Copy the rows below word for word, leaving out the pictures.
[START Records to use]
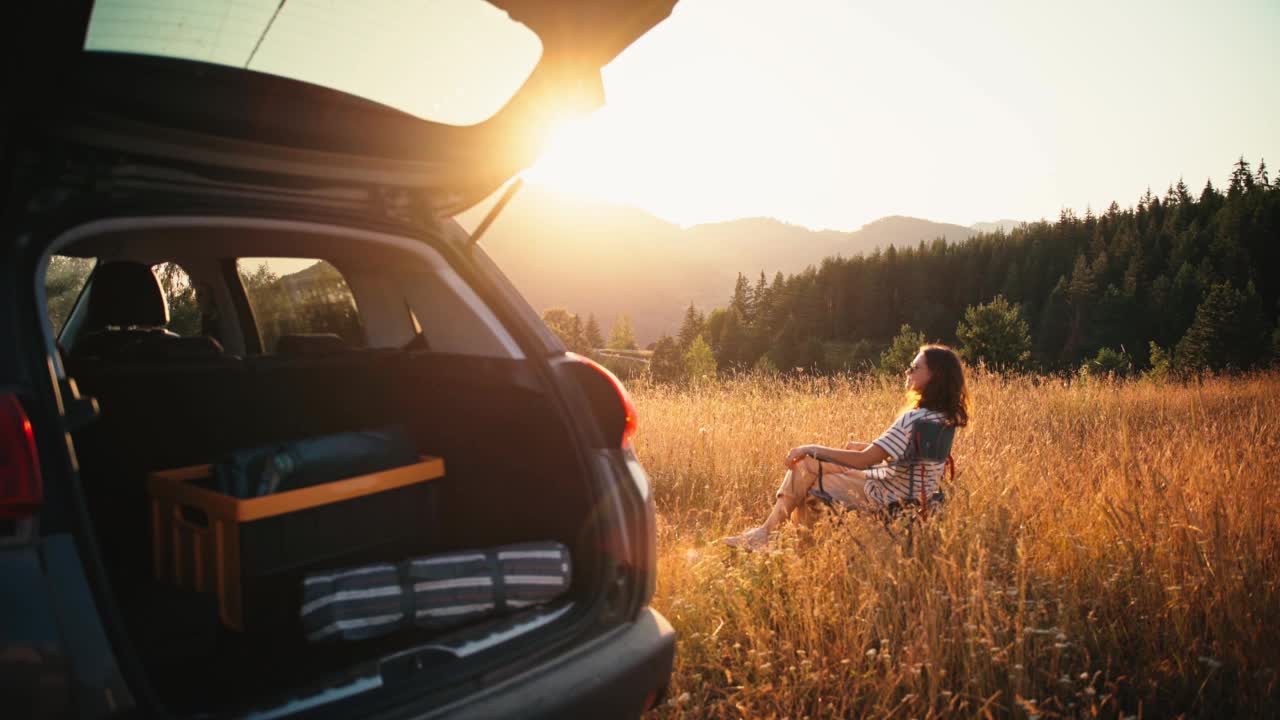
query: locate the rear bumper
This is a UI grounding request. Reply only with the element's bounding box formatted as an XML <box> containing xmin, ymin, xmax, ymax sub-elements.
<box><xmin>419</xmin><ymin>607</ymin><xmax>676</xmax><ymax>719</ymax></box>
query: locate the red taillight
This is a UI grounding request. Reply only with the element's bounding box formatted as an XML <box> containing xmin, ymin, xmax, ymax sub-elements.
<box><xmin>566</xmin><ymin>352</ymin><xmax>636</xmax><ymax>450</ymax></box>
<box><xmin>0</xmin><ymin>395</ymin><xmax>44</xmax><ymax>518</ymax></box>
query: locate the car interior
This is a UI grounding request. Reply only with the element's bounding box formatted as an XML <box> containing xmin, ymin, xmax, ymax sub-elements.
<box><xmin>41</xmin><ymin>218</ymin><xmax>602</xmax><ymax>712</ymax></box>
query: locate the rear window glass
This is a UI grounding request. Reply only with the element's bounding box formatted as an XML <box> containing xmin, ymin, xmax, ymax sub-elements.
<box><xmin>84</xmin><ymin>0</ymin><xmax>541</xmax><ymax>126</ymax></box>
<box><xmin>45</xmin><ymin>255</ymin><xmax>97</xmax><ymax>336</ymax></box>
<box><xmin>236</xmin><ymin>258</ymin><xmax>365</xmax><ymax>352</ymax></box>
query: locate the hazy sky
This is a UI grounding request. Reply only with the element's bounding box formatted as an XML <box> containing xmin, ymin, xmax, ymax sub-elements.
[END Records to use]
Finished task
query: locate the rear bumper
This is a UI grounding request. Reply only with the element's bounding box formatted as an XML <box> containing xmin, ymin, xmax, ymax sub-elements.
<box><xmin>419</xmin><ymin>607</ymin><xmax>676</xmax><ymax>719</ymax></box>
query: locate the red taillight
This is a UI grounding request. Reply only with the element's bounding box formatted as an XML <box> containing xmin, ymin, xmax, ymax sub-elements.
<box><xmin>566</xmin><ymin>352</ymin><xmax>636</xmax><ymax>450</ymax></box>
<box><xmin>0</xmin><ymin>395</ymin><xmax>44</xmax><ymax>518</ymax></box>
query: locate the car interior
This is a UI grounding request. Reply only with the element's bounding box formatted as an XML <box> containing xmin, ymin, xmax, ymax sub-elements.
<box><xmin>41</xmin><ymin>218</ymin><xmax>602</xmax><ymax>712</ymax></box>
query: locate the rear window glass
This is a UI grounding request. Reply only with the element's bounding box formatted as an XML <box> containing xmin, ymin, xmax, ymax sub-elements.
<box><xmin>84</xmin><ymin>0</ymin><xmax>541</xmax><ymax>126</ymax></box>
<box><xmin>45</xmin><ymin>255</ymin><xmax>97</xmax><ymax>336</ymax></box>
<box><xmin>236</xmin><ymin>258</ymin><xmax>365</xmax><ymax>352</ymax></box>
query: locate the hazy sky
This is a UI grounding request. Reply only with the element's bounding box formatted as an XML <box> containing xmin, ymin, xmax, ymax sub-elements.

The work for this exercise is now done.